**Supplied entries:**
>>
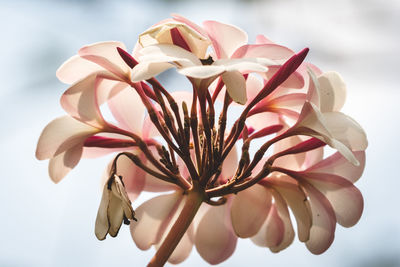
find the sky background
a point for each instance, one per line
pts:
(43, 224)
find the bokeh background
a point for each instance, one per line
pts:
(43, 224)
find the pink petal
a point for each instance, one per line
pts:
(346, 130)
(215, 240)
(106, 55)
(270, 51)
(345, 198)
(332, 91)
(81, 102)
(295, 80)
(132, 176)
(225, 38)
(297, 200)
(272, 231)
(127, 108)
(324, 221)
(63, 163)
(185, 245)
(60, 135)
(283, 212)
(338, 165)
(236, 86)
(202, 72)
(153, 217)
(249, 210)
(75, 69)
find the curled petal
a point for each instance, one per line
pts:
(63, 163)
(236, 86)
(215, 239)
(322, 230)
(225, 38)
(346, 130)
(60, 135)
(75, 69)
(249, 210)
(106, 55)
(345, 198)
(153, 217)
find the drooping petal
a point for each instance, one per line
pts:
(236, 86)
(153, 217)
(106, 55)
(297, 201)
(127, 108)
(283, 212)
(81, 102)
(338, 165)
(202, 72)
(75, 69)
(215, 239)
(249, 210)
(60, 135)
(345, 198)
(63, 163)
(346, 130)
(225, 38)
(312, 123)
(323, 227)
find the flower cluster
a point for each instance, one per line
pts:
(182, 141)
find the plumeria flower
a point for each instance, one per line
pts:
(214, 188)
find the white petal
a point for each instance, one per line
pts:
(153, 216)
(249, 210)
(215, 240)
(236, 86)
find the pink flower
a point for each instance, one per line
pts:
(181, 144)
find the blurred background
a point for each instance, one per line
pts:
(43, 224)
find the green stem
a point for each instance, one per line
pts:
(193, 202)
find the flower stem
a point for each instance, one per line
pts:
(193, 202)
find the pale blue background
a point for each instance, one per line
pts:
(42, 224)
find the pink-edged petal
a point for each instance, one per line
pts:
(249, 210)
(60, 135)
(346, 130)
(283, 213)
(75, 69)
(63, 163)
(338, 165)
(215, 239)
(270, 51)
(106, 55)
(295, 80)
(345, 198)
(235, 86)
(312, 123)
(322, 230)
(225, 38)
(153, 217)
(132, 176)
(127, 108)
(332, 91)
(230, 164)
(81, 100)
(202, 72)
(290, 190)
(169, 53)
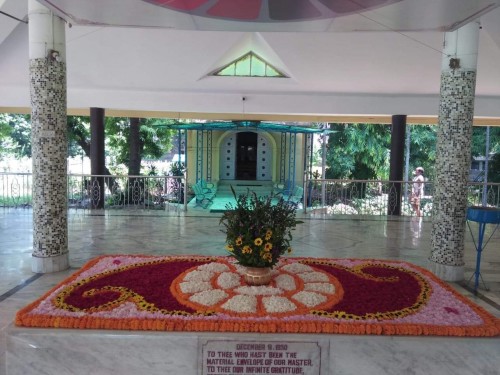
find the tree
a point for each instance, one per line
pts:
(423, 148)
(358, 151)
(15, 133)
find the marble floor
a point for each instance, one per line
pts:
(198, 232)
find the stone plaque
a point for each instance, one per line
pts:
(220, 357)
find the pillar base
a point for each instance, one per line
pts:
(447, 272)
(50, 264)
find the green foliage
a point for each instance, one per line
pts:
(177, 169)
(258, 231)
(15, 134)
(155, 140)
(358, 151)
(423, 148)
(494, 168)
(478, 145)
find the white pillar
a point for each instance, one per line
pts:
(453, 151)
(48, 139)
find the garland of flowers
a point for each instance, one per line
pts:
(195, 293)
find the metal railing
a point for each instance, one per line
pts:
(169, 193)
(102, 192)
(379, 197)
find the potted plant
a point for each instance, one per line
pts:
(258, 232)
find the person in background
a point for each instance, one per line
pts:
(417, 190)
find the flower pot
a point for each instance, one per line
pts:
(257, 275)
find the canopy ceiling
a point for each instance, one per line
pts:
(345, 58)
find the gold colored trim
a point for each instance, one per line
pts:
(372, 119)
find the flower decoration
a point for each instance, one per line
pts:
(258, 229)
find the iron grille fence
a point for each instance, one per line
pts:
(169, 193)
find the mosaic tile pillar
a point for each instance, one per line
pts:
(48, 139)
(453, 152)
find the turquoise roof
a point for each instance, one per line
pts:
(240, 125)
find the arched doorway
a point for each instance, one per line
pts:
(246, 156)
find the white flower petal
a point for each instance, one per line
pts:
(297, 268)
(228, 280)
(276, 304)
(214, 267)
(197, 275)
(313, 276)
(191, 287)
(262, 290)
(241, 304)
(285, 282)
(208, 297)
(320, 287)
(310, 299)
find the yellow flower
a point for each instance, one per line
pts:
<<
**What you need to do:**
Quote every record above exactly, leaving out the pictures.

**Complete answer:**
find the sky background
a point for each instance, one per line
pts:
(43, 224)
find the bokeh background
a point for each instance, one per line
pts:
(43, 224)
find the pink petal
a point for each instance, one per line
pts:
(346, 130)
(215, 240)
(106, 55)
(270, 51)
(345, 198)
(332, 91)
(81, 102)
(295, 80)
(132, 176)
(225, 38)
(297, 200)
(272, 231)
(127, 108)
(324, 221)
(63, 163)
(185, 245)
(60, 135)
(283, 212)
(338, 165)
(236, 86)
(202, 72)
(153, 217)
(249, 210)
(75, 69)
find the curled petal
a point for each instance, one per line
pts:
(63, 163)
(236, 86)
(215, 239)
(322, 230)
(225, 38)
(346, 130)
(60, 135)
(75, 69)
(249, 210)
(106, 55)
(345, 198)
(153, 217)
find the drooping petal
a point for each instance, one per line
pts:
(236, 86)
(153, 217)
(106, 55)
(297, 201)
(127, 108)
(283, 212)
(81, 102)
(338, 165)
(202, 72)
(75, 69)
(215, 239)
(249, 210)
(60, 135)
(345, 198)
(63, 163)
(346, 130)
(225, 38)
(312, 123)
(323, 227)
find the flower cluster
a point for each instance, one per line
pts:
(182, 141)
find the plumeria flower
a point for each instance, one per line
pts:
(214, 188)
find the white petal
a point for each instance, one per line
pts:
(153, 216)
(249, 210)
(215, 240)
(236, 86)
find the pink flower
a point for each instance, one per line
pts:
(181, 144)
find the blurred background
a point for each instance, one per line
pts:
(43, 224)
find the green stem
a point for each instance, one per line
pts:
(193, 202)
find the flower stem
a point for each instance, one per line
pts:
(193, 202)
find the pale blue background
a point for each instance, one per line
pts:
(42, 224)
find the pink-edged petal
a point for each instance, one per line
pts:
(249, 210)
(60, 135)
(346, 130)
(283, 213)
(75, 69)
(63, 163)
(338, 165)
(215, 239)
(270, 51)
(106, 55)
(295, 80)
(345, 198)
(235, 86)
(312, 123)
(322, 230)
(225, 38)
(153, 217)
(132, 176)
(127, 108)
(332, 91)
(230, 164)
(81, 100)
(202, 72)
(290, 190)
(169, 53)
find the tree
a point for each instance, one per line
pts:
(423, 148)
(358, 151)
(15, 133)
find the marble floor
a point for each instance, one per line
pts:
(198, 232)
find the stone plaque
a point for each instance, one per line
pts:
(220, 357)
find the pillar base
a point for each instance, one per line
pts:
(447, 272)
(50, 264)
find the green foliage
a point for each instance, one per line
pts:
(177, 169)
(258, 231)
(15, 134)
(155, 140)
(358, 151)
(423, 148)
(494, 168)
(478, 145)
find the white pillar
a point for each instance, one per line
pts:
(453, 151)
(48, 139)
find the garland of flowers
a point for each instance, one per line
pts:
(195, 293)
find the metal railing
a point for each instance, one per line
pts:
(169, 193)
(102, 192)
(379, 197)
find the potted plant
a point for each instance, one per line
pts:
(258, 232)
find the person in background
a point for each instance, one per line
pts:
(417, 190)
find the flower pot
a point for each instance, one per line
pts:
(257, 275)
find the canopy ceiling
a point for each instance, one per line
pts:
(345, 58)
find the gold colored trim
a point for each instance, one per line
pts:
(372, 119)
find the flower decoration
a point for each instance, one per line
pts:
(258, 229)
find the iron grille fence
a point for each instance, one per line
pts:
(169, 193)
find the mosaic tile pillar
a point for each instance, one per line
pts:
(48, 139)
(453, 152)
find the turquoise roof
a point for each instance, one per line
pts:
(240, 125)
find the arched doorway
a point for each instance, one per line
pts:
(246, 156)
find the white flower petal
a point for each instance, one per line
pts:
(297, 268)
(228, 280)
(276, 304)
(214, 267)
(197, 275)
(313, 276)
(191, 287)
(262, 290)
(241, 304)
(285, 282)
(208, 297)
(320, 287)
(310, 299)
find the yellow flower
a point for each instance, one per line
pts:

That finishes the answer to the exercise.